_Data section:_
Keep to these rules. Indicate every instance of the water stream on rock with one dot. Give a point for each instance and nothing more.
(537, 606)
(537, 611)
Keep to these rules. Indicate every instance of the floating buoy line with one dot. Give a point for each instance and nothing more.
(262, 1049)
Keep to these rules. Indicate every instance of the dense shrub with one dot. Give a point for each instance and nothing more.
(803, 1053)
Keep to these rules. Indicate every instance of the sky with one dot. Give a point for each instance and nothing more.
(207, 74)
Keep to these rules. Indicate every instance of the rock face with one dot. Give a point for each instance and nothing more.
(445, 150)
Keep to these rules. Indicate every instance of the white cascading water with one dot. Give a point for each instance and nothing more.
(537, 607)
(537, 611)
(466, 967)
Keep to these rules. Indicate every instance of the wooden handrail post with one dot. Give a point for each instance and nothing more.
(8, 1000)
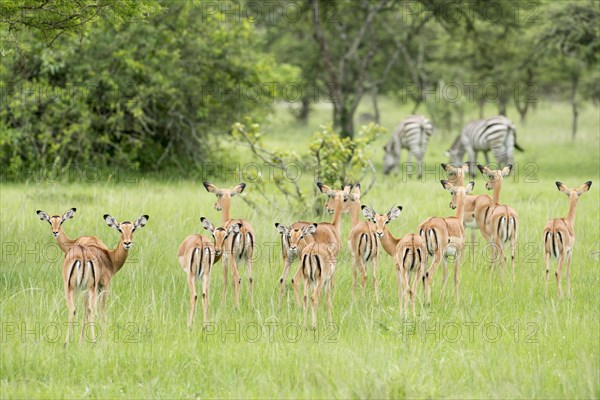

_What is expected:_ Count the lines of the data above that contain the word "Give". Reply with the number alone.

_Response to this exercise:_ 7